Supplied records below:

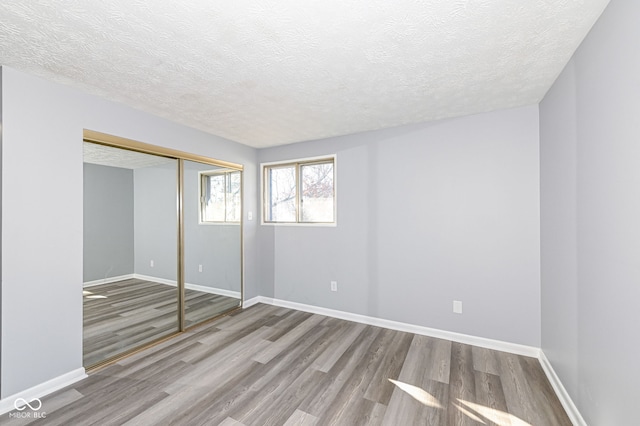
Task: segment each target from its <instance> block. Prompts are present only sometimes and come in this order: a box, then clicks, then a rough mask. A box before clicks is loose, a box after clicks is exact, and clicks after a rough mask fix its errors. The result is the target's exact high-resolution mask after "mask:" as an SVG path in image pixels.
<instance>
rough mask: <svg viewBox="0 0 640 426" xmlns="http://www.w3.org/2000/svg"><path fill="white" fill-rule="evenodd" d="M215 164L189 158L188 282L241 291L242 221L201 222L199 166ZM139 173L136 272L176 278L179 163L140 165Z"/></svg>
mask: <svg viewBox="0 0 640 426" xmlns="http://www.w3.org/2000/svg"><path fill="white" fill-rule="evenodd" d="M214 168H215V167H213V166H210V165H203V164H198V163H193V162H190V161H185V169H184V174H185V183H184V191H185V194H184V195H185V198H184V230H185V236H184V247H185V282H186V283H187V284H196V285H201V286H205V287H213V288H218V289H224V290H233V291H237V292H240V284H241V262H240V259H241V250H240V243H241V238H240V225H239V224H238V225H201V224H199V223H198V222H199V216H198V214H199V210H198V209H199V193H198V179H199V176H198V171H199V170H211V169H214ZM134 176H135V259H136V261H135V273H137V274H143V275H148V276H151V277H157V278H162V279H166V280H171V281H176V280H177V276H176V271H177V263H176V256H177V254H176V247H177V242H176V241H177V240H176V238H177V234H176V223H177V218H176V177H177V171H176V166H175V165H163V166H157V167H145V168H141V169H136V170H135V173H134ZM150 260H153V261H154V266H153V267H151V266H150ZM198 265H202V272H199V271H198Z"/></svg>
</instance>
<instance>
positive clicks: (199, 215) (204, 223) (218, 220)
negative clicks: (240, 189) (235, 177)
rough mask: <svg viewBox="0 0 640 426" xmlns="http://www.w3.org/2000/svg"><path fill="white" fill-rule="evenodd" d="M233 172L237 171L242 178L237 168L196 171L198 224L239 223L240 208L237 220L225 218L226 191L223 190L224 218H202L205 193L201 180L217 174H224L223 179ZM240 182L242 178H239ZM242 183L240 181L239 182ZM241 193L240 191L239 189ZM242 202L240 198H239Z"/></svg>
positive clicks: (228, 175)
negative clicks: (197, 187) (229, 219)
mask: <svg viewBox="0 0 640 426" xmlns="http://www.w3.org/2000/svg"><path fill="white" fill-rule="evenodd" d="M233 173H239V174H240V179H242V173H241V172H240V171H239V170H235V169H215V170H205V171H200V172H198V224H199V225H240V222H241V221H242V208H240V218H239V219H238V220H227V213H228V212H227V201H226V196H227V195H226V194H227V193H226V192H225V212H224V213H225V220H204V209H205V194H204V192H203V191H204V189H205V187H204V185H203V183H204V182H203V181H204V179H205V177H208V176H218V175H224V176H225V181H226V179H229V178H230V175H231V174H233ZM241 182H242V180H241ZM241 185H242V183H241ZM241 193H242V191H241ZM240 202H241V203H242V199H241V200H240Z"/></svg>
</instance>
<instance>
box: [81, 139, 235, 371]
mask: <svg viewBox="0 0 640 426" xmlns="http://www.w3.org/2000/svg"><path fill="white" fill-rule="evenodd" d="M180 161H183V175H184V178H183V183H182V188H183V194H182V197H183V198H182V200H183V203H182V206H183V210H182V218H183V234H182V241H183V244H182V246H181V249H182V251H183V254H182V255H183V261H182V263H179V256H180V251H179V241H180V234H179V220H178V206H179V204H178V196H179V194H178V179H179V175H178V169H179V162H180ZM240 199H241V172H240V171H238V170H233V169H226V168H221V167H218V166H215V165H211V164H204V163H196V162H191V161H184V160H179V159H175V158H167V157H164V156H159V155H151V154H146V153H140V152H136V151H131V150H126V149H121V148H116V147H112V146H106V145H100V144H94V143H89V142H85V143H84V272H83V275H84V276H83V282H84V286H83V302H84V303H83V307H84V333H83V364H84V366H85V367H91V366H95V365H97V364H100V363H102V362H104V361H107V360H109V359H112V358H113V357H115V356H118V355H121V354H124V353H126V352H129V351H131V350H135V349H136V348H139V347H141V346H144V345H146V344H149V343H151V342H154V341H156V340H159V339H162V338H164V337H167V336H170V335H172V334H175V333H177V332H179V331H182V329H184V328H187V327H189V326H192V325H195V324H198V323H201V322H203V321H206V320H209V319H211V318H215V317H217V316H219V315H221V314H223V313H225V312H228V311H230V310H232V309H235V308H237V307H239V306H240V305H241V291H242V290H241V287H242V286H241V283H242V276H241V275H242V272H241V271H242V266H241V261H242V260H241V254H242V253H241V226H240V218H241V213H240V211H241V206H240ZM179 264H180V265H182V267H183V273H184V275H183V276H184V288H185V290H184V299H183V300H184V322H183V327H182V328H181V324H180V314H181V310H182V306H181V298H180V297H179V289H180V286H179V284H178V283H179V282H180V272H181V271H179V270H178V267H179Z"/></svg>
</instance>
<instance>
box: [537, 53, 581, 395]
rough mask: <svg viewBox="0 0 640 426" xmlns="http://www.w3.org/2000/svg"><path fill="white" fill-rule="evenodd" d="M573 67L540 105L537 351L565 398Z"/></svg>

End of Supplied records.

**To-do item**: Copy out every line of the entries above word for word, leaving out the pictures.

**Answer to this exercise**:
Task: segment each target from its <instance> block. Prompts are present only sometimes and come in this order: a box, then clicks, then a rough mask. A box before clicks is loose, a box after clicks is exact, and clicks after a rough mask fix its errors. The result is the target's exact high-resolution mask after "mask:" as an SVG path in image pixels.
<instance>
rough mask: <svg viewBox="0 0 640 426" xmlns="http://www.w3.org/2000/svg"><path fill="white" fill-rule="evenodd" d="M215 164L189 158L188 282L241 291L242 221L201 222L199 166ZM139 173L136 272L176 278L179 163L140 165Z"/></svg>
mask: <svg viewBox="0 0 640 426" xmlns="http://www.w3.org/2000/svg"><path fill="white" fill-rule="evenodd" d="M214 168H215V167H213V166H210V165H203V164H198V163H193V162H190V161H185V169H184V174H185V183H184V191H185V194H184V195H185V198H184V230H185V236H184V247H185V282H186V283H187V284H196V285H201V286H205V287H213V288H218V289H224V290H233V291H237V292H240V284H241V262H240V259H241V250H240V243H241V238H240V225H239V224H238V225H201V224H199V223H198V222H199V216H198V214H199V210H198V209H199V193H198V179H199V176H198V171H199V170H211V169H214ZM134 176H135V259H136V261H135V273H137V274H143V275H148V276H151V277H157V278H162V279H166V280H171V281H176V280H177V276H176V271H177V263H176V256H177V254H176V247H177V242H176V241H177V240H176V238H177V234H176V223H177V218H176V177H177V171H176V166H175V165H163V166H157V167H145V168H141V169H136V170H135V173H134ZM150 260H153V261H154V266H153V267H151V266H150ZM198 265H202V272H199V271H198Z"/></svg>
</instance>
<instance>
positive clicks: (199, 215) (204, 223) (218, 220)
negative clicks: (240, 189) (235, 177)
rough mask: <svg viewBox="0 0 640 426" xmlns="http://www.w3.org/2000/svg"><path fill="white" fill-rule="evenodd" d="M233 172L237 171L242 178L237 168L196 171L198 224L239 223L240 208L237 220L225 218L226 191L223 190L224 218H202L205 193L201 180L217 174H224L223 179ZM240 182L242 178H239ZM242 183L240 181L239 182ZM241 193L240 191L239 189ZM242 202L240 198H239Z"/></svg>
positive clicks: (228, 175)
negative clicks: (197, 187) (229, 219)
mask: <svg viewBox="0 0 640 426" xmlns="http://www.w3.org/2000/svg"><path fill="white" fill-rule="evenodd" d="M233 173H239V174H240V179H242V173H241V172H240V171H239V170H235V169H215V170H205V171H200V172H198V224H199V225H240V222H241V221H242V208H240V218H239V219H238V220H227V213H228V212H227V201H226V196H227V195H226V194H227V193H226V192H225V212H224V213H225V220H204V209H205V194H204V192H203V191H204V189H205V187H204V185H203V183H204V182H203V181H204V179H205V177H208V176H218V175H224V176H225V181H226V179H229V178H230V175H231V174H233ZM241 182H242V180H241ZM241 185H242V183H241ZM241 193H242V191H241ZM240 202H241V203H242V199H241V200H240Z"/></svg>
</instance>
<instance>
box: [81, 139, 235, 371]
mask: <svg viewBox="0 0 640 426" xmlns="http://www.w3.org/2000/svg"><path fill="white" fill-rule="evenodd" d="M180 161H183V175H184V178H183V183H182V188H183V194H182V197H183V198H182V200H183V203H182V206H183V210H182V218H183V234H182V241H183V244H182V246H181V249H182V251H183V254H182V255H183V261H182V263H179V256H180V251H179V241H180V234H179V220H178V206H179V204H178V196H179V194H178V179H179V175H178V169H179V162H180ZM240 199H241V172H240V171H238V170H233V169H226V168H221V167H218V166H215V165H211V164H204V163H196V162H191V161H184V160H179V159H175V158H167V157H164V156H159V155H151V154H146V153H140V152H136V151H131V150H126V149H121V148H116V147H112V146H106V145H100V144H94V143H89V142H85V143H84V272H83V275H84V276H83V282H84V286H83V302H84V303H83V307H84V333H83V364H84V366H85V367H91V366H95V365H97V364H100V363H102V362H104V361H107V360H109V359H112V358H113V357H115V356H118V355H121V354H124V353H126V352H129V351H131V350H135V349H136V348H139V347H141V346H144V345H146V344H149V343H151V342H154V341H156V340H159V339H162V338H164V337H167V336H170V335H172V334H175V333H177V332H179V331H182V329H184V328H187V327H189V326H192V325H195V324H198V323H201V322H203V321H206V320H209V319H211V318H215V317H217V316H219V315H221V314H223V313H225V312H228V311H230V310H232V309H235V308H237V307H239V306H240V305H241V291H242V290H241V287H242V286H241V283H242V276H241V275H242V272H241V271H242V266H241V261H242V260H241V254H242V253H241V226H240V218H241V213H240V211H241V206H240ZM179 264H180V265H182V267H183V273H184V275H183V276H184V288H185V290H184V299H183V300H184V322H183V327H182V328H181V324H180V314H181V310H182V306H181V298H180V297H179V289H180V286H179V284H178V283H179V282H180V272H181V271H179V270H178V267H179Z"/></svg>
</instance>
<instance>
box: [537, 53, 581, 395]
rough mask: <svg viewBox="0 0 640 426" xmlns="http://www.w3.org/2000/svg"><path fill="white" fill-rule="evenodd" d="M573 67L540 105L537 351L565 398Z"/></svg>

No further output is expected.